◆ **PAGE EXTRACT**
___
Budget 2013: Who has lost the most and the least?

 
Chart showing impact of tax and benefit changes by income group

The chancellor may find himself looking in the Budget for some extra sources of money for the government, to try to trim its borrowing.

If he does, it would make sense for him to look at who has taken the biggest hit so far.

It is possible to look at the impact of all the measures announced so far covering the period between the government coming to power in 2010 and the end of the tax year 2015-16, as the Institute for Fiscal Studies (IFS) has done.

"The chancellor has said that those with the broadest shoulders should bear the biggest burden of any further consolidation," says Paul Johnson, director of the IFS.

Paul Johnson, director of the IFS, says the Budget may target those with the most wealth rather than the highest incomes.

"It is fair to say that up till now the highest-income people have, since January 2010, seen the biggest increases in tax, by some considerable distance actually."

Indeed, IFS figures show that taking all the tax and benefit changes announced so far for 2010-16, the people with the top 10% of incomes will see those incomes drop by 7.6% on average.

Those on the highest incomes have been hit by measures such as the loss of the tax-free allowance for people earning above £100,000, loss of child benefit for higher earners and restrictions on how much they can contribute tax-free to their pensions.

In percentage terms they have lost considerably more than the next worst-hit group, which is the poorest 10%, who are expected to see their incomes drop by 4.9%.

So on this analysis, there is little sign of the so-called squeezed middle. Those with incomes above the bottom 10% and below the top 10% have benefited from the increases in the amount they can earn before they have to pay any income tax, even if they have suffered from their wages failing to keep up with rising prices, which is not reflected in these figures.

Budget 2013 graphic

The chancellor will give his fourth Budget speech on 20 March at 12:30 GMT

There is full coverage of the Budget and how it affects you on the BBC News website

You will also be able to watch the event on a special programme on BBC Two and the BBC News channel from 11:30 GMT

"If you look at the groups who have been less affected, it is actually those in the upper-middle bits of the distribution, perhaps basic rate taxpayers, where you have a couple who are both earning, particularly those without children," Mr Johnson says.

"They've not been very much affected at all by the tax increases we've seen so far, so he [the chancellor] might decide to go for that group, though electorally that would be difficult."

Households on the lowest incomes have been disproportionally hit by benefits to people of working age and tax credits being raised by less than the rate of inflation.

Of course, income level is not the only way to consider the effects of tax and benefit changes - the IFS also considered types of households.

Chart showing impact of tax and benefit changes on various groups

Clearly it would be tempting to try to get couples with two earners and no children to take on more of the burden, although technically it might be difficult to do so.

Niel Fort, from Bolton

"I'm an unemployed warehouse worker and have been on jobseeker's allowance [JSA] for over a year.

"The cap on welfare rise is a joke because I receive only £50 a week... to feed myself, pay gas and electric, which I cannot afford to do.
___
◆ **WHAT TO WORK ON**
a - In the Budget 2013 article, translate this sentence into French: "Of course, income level is not the only way to consider the effects of tax and benefit changes - the IFS also considered types of households."
b - List every measure the Budget 2013 article names as having hit those on the highest incomes.
c - Summarize the Budget 2013 article in two sentences.

◆ **ENTRIES SHOWN**
___
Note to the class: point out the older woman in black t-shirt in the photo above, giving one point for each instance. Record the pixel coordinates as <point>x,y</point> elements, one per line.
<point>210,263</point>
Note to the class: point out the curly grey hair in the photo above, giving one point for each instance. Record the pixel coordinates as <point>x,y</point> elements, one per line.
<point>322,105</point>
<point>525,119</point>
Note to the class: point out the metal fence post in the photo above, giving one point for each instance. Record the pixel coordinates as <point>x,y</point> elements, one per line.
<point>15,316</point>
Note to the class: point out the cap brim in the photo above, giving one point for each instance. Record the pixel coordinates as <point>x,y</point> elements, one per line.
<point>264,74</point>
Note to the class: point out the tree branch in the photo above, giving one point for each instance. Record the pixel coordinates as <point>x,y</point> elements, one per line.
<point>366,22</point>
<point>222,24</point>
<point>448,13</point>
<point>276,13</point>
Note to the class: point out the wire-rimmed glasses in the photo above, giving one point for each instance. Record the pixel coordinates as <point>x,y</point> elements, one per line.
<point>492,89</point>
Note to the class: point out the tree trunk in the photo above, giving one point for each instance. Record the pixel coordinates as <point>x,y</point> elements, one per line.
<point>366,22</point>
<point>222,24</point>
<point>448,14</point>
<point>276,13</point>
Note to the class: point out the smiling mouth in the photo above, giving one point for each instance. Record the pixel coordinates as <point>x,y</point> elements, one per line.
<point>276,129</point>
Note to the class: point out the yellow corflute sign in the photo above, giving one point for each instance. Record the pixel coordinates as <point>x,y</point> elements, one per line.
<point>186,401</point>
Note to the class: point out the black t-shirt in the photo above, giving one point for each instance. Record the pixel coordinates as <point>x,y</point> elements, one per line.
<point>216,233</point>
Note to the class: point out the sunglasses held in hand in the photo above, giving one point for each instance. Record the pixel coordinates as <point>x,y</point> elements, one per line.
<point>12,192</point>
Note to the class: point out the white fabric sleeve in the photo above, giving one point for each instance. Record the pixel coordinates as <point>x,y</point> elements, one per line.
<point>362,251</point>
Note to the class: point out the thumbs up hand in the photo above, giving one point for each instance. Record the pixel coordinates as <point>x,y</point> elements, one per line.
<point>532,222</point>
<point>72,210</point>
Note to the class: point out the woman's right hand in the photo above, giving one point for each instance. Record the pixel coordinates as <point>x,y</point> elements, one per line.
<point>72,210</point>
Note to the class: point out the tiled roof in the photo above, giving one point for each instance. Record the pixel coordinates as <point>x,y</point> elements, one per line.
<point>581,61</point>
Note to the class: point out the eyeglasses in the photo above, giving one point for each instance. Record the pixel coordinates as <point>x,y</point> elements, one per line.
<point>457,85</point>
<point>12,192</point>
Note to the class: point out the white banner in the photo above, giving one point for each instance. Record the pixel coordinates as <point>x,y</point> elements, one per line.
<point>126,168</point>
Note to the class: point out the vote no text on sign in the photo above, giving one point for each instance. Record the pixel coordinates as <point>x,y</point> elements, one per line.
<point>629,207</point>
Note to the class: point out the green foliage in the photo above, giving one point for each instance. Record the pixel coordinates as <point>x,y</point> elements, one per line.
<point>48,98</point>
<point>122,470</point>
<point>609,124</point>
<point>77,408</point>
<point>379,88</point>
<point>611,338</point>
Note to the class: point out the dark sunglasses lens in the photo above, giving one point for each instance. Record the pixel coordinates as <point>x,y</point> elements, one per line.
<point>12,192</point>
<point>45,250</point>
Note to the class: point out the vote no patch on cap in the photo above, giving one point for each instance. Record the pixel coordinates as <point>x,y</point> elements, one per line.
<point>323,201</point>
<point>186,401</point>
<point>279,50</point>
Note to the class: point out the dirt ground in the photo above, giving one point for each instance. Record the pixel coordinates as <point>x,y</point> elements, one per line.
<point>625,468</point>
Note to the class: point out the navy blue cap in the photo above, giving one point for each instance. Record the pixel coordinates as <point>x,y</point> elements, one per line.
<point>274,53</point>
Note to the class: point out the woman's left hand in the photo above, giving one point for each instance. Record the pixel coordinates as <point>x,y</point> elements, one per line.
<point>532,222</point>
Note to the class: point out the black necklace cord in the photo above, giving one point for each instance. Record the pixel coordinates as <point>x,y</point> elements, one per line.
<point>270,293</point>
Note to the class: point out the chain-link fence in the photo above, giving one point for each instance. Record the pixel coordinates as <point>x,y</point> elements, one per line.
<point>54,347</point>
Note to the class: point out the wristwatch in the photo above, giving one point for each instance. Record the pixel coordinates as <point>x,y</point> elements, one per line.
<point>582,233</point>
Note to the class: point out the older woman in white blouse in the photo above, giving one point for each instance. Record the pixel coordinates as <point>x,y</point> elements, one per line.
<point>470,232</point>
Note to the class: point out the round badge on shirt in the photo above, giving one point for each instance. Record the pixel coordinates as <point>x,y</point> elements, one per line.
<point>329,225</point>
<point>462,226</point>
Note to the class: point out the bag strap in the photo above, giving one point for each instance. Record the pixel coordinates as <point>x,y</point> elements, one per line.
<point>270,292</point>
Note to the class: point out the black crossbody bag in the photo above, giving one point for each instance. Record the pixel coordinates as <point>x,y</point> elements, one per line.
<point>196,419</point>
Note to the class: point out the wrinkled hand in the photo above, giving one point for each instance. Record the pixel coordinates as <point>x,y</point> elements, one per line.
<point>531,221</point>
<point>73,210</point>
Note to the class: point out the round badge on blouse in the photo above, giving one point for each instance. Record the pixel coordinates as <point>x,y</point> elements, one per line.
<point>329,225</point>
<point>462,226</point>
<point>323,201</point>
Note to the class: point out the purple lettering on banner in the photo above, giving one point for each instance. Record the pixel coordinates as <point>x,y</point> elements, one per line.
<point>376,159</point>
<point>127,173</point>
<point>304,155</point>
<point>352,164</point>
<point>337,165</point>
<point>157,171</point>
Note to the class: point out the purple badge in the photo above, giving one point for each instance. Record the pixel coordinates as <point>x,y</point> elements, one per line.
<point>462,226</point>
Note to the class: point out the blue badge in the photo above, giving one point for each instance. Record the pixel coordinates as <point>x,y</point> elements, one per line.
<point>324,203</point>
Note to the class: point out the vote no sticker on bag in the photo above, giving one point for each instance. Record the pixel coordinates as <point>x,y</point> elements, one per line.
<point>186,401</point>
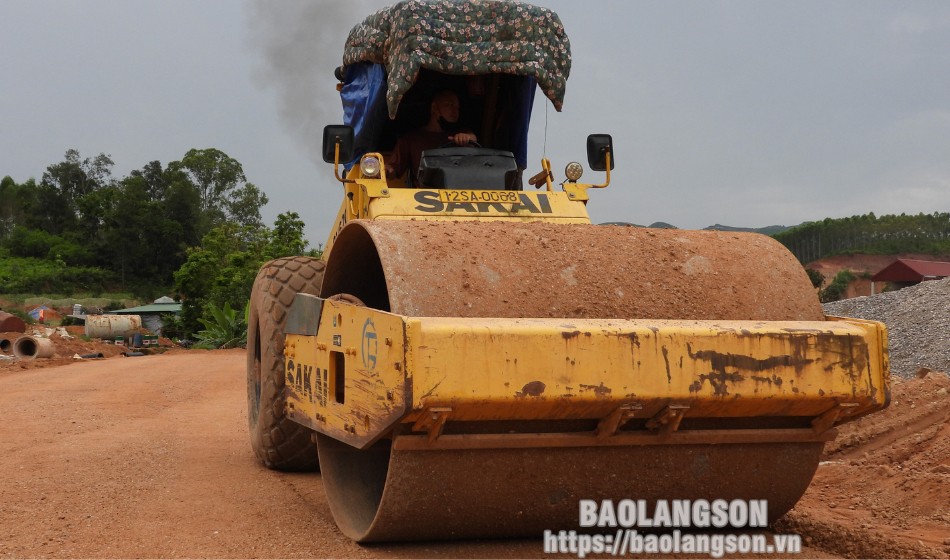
___
◆ **LIST OF SOLUTIONS**
a - Bien sûr, le niveau de revenu n'est pas la seule façon d'envisager les effets des changements en matière d'impôts et de prestations sociales - l'IFS a également examiné les types de ménages.

b -
- Loss of the tax-free allowance for people earning above £100,000
- Loss of child benefit for higher earners
- Restrictions on how much they can contribute tax-free to their pensions

c - IFS figures on all tax and benefit changes announced for 2010-16 show the top 10% of incomes falling by 7.6% on average and the poorest 10% by 4.9%, while those in between have gained from increases in the amount they can earn before paying income tax. IFS director Paul Johnson says the least affected groups, such as two-earner couples without children, could be a target for the chancellor, though that would be electorally difficult.